(d) Benefits. Subject to eligibility requirements and the Company’s policies, the Executive shall have the right, on the same basis as other similarly-situated employees of the Company, to participate in, and to receive benefits under, all employee health, disability, insurance, fringe, welfare benefit and retirement plans, arrangements, practices and programs the Company provides to its senior executives in accordance with the terms thereof as in effect from time to time. The Company reserves the right to modify, amend or terminate any and all of its benefits plans at is discretion.
(e) Paid Time Off. During the Term of Employment, the Executive shall be entitled to vacation and holidays in accordance with the Company’s applicable policy.
(f) Withholdings. All compensation payable to the Executive shall be subject to applicable taxes and withholdings.
5. Expenses. The Executive will be reimbursed for the Executive’s actual, necessary and reasonable business expenses pursuant to Company policy, subject to the provisions of Section 3 of Exhibit A attached hereto.
________________________________________
## EXERCISE GOAL
Print the stretch of the employment agreement passage from "(e) Paid Time" through "taxes and withholdings.", word for word.
________________________________________
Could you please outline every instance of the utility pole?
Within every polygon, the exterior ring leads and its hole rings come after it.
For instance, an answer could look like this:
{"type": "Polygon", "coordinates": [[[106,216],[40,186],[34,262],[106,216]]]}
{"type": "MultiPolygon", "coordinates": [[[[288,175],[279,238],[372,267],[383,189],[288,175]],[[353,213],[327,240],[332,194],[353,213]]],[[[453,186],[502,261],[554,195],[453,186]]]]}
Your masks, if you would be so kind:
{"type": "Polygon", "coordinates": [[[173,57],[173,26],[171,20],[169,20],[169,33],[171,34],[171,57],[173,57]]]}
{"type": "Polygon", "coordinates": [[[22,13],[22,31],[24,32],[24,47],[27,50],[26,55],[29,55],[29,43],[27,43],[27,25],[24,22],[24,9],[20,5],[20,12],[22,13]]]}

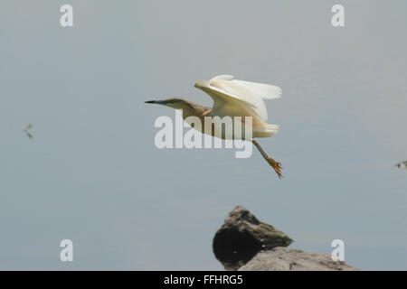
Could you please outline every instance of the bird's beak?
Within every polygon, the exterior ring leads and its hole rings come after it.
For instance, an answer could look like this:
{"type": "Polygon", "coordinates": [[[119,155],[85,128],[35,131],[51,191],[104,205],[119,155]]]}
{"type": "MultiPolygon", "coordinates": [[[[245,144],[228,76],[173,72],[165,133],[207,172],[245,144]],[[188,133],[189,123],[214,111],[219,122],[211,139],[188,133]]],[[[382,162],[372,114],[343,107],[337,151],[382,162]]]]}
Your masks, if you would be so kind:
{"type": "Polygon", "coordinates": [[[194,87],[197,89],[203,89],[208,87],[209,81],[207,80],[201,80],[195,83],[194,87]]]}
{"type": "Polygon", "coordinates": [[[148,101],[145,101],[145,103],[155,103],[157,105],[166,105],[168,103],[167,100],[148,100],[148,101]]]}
________________________________________
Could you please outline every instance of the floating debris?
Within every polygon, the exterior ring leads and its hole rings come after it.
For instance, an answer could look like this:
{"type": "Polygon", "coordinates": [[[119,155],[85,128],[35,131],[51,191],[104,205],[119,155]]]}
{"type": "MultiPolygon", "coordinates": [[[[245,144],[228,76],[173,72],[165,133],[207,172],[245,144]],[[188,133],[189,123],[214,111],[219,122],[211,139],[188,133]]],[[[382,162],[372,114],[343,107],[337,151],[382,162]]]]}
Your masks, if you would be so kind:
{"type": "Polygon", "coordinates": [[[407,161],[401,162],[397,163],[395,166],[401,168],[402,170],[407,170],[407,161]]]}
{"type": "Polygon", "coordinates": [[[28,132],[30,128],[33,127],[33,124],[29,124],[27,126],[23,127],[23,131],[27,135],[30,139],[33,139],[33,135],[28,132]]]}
________________________________________
## RESPONSE TO THIS TASK
(e) Paid Time Off. During the Term of Employment, the Executive shall be entitled to vacation and holidays in accordance with the Company’s applicable policy.
(f) Withholdings. All compensation payable to the Executive shall be subject to applicable taxes and withholdings.